Blockchain CTF Cheat Sheet

Connect to challenge

# Most CTF blockchain challenges provide:
# - RPC endpoint (e.g. http://host:port)
# - Deployed contract address
# - Private key (funded test account)
# - Challenge contract source

# Install foundry (cast + forge + anvil)
curl -L https://foundry.paradigm.xyz | bash
foundryup

# Quick cast interaction
cast call <contract> "isSolved()(bool)" \
  --rpc-url http://host:port

# Send transaction
cast send <contract> "solve()" \
  --private-key <key> --rpc-url http://host:port

Web3.py quick setup

from web3 import Web3

w3 = Web3(Web3.HTTPProvider('http://host:port'))
account = w3.eth.account.from_key('0xprivkey')
contract = w3.eth.contract(
    address='0xcontract...',
    abi=abi_json
)

# Read state
result = contract.functions.isSolved().call()

# Send transaction
tx = contract.functions.solve().build_transaction({
    'from': account.address,
    'nonce': w3.eth.get_transaction_count(account.address),
    'gas': 200000,
})
signed = account.sign_transaction(tx)
w3.eth.send_raw_transaction(signed.rawTransaction)

cast commands

# Get ABI / source
cast etherscan-source <addr>    # if on mainnet

# Read public variables
cast call <addr> "owner()(address)"

§ **Data shown**:
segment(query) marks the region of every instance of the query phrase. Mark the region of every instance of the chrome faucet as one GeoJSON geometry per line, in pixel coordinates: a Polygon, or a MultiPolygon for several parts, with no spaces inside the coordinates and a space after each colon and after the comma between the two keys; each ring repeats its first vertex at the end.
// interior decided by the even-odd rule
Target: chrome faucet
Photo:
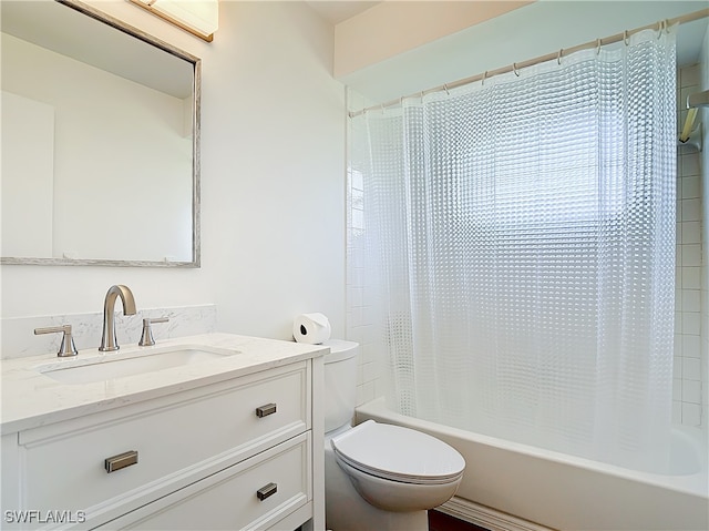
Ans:
{"type": "Polygon", "coordinates": [[[99,347],[102,353],[121,348],[115,338],[115,299],[119,296],[121,296],[121,302],[123,303],[123,315],[135,315],[135,299],[129,287],[123,285],[111,286],[103,302],[103,336],[99,347]]]}

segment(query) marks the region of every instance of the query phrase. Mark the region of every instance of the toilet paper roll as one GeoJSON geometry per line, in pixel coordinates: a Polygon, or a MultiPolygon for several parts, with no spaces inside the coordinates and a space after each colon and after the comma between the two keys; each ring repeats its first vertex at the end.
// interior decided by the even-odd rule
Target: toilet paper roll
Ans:
{"type": "Polygon", "coordinates": [[[292,323],[292,337],[298,343],[319,345],[330,339],[330,320],[322,314],[300,314],[292,323]]]}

§ **Set of tasks**:
1 > In the blockchain CTF cheat sheet, what gas limit does the Web3.py transaction example set?
2 > Carry the blockchain CTF cheat sheet on from the point where it ends.
The data has no connection to the blockchain CTF cheat sheet.

§ **Per-task outputs**:
1 > 200000

2 >
cast call <addr> "balanceOf(address)(uint256)" <user>

# Read raw storage slot
cast storage <addr> 0          # slot 0
cast storage <addr> 1          # slot 1

# Get balance
cast balance <addr> --rpc-url http://host:port

# Decode calldata
cast 4byte-decode <calldata>
cast calldata-decode "func(uint256)" <calldata>

# Transaction history
cast tx <txhash>
cast receipt <txhash>

Storage layout

# Solidity storage slots (256-bit each)
# Slot 0: first state var
# Slot 1: second state var
# Mappings: slot = keccak256(key . base_slot)
# Arrays:   slot = keccak256(base_slot) + index

# Calculate mapping slot in Python
python3 -c "
from web3 import Web3
key = Web3.to_bytes(hexstr='0x' + '0'*62 + 'addr_padded')
slot = Web3.to_bytes(0)  # base slot = 0
loc = Web3.solidity_keccak(['bytes32','bytes32'], [key, slot])
print(loc.hex())
"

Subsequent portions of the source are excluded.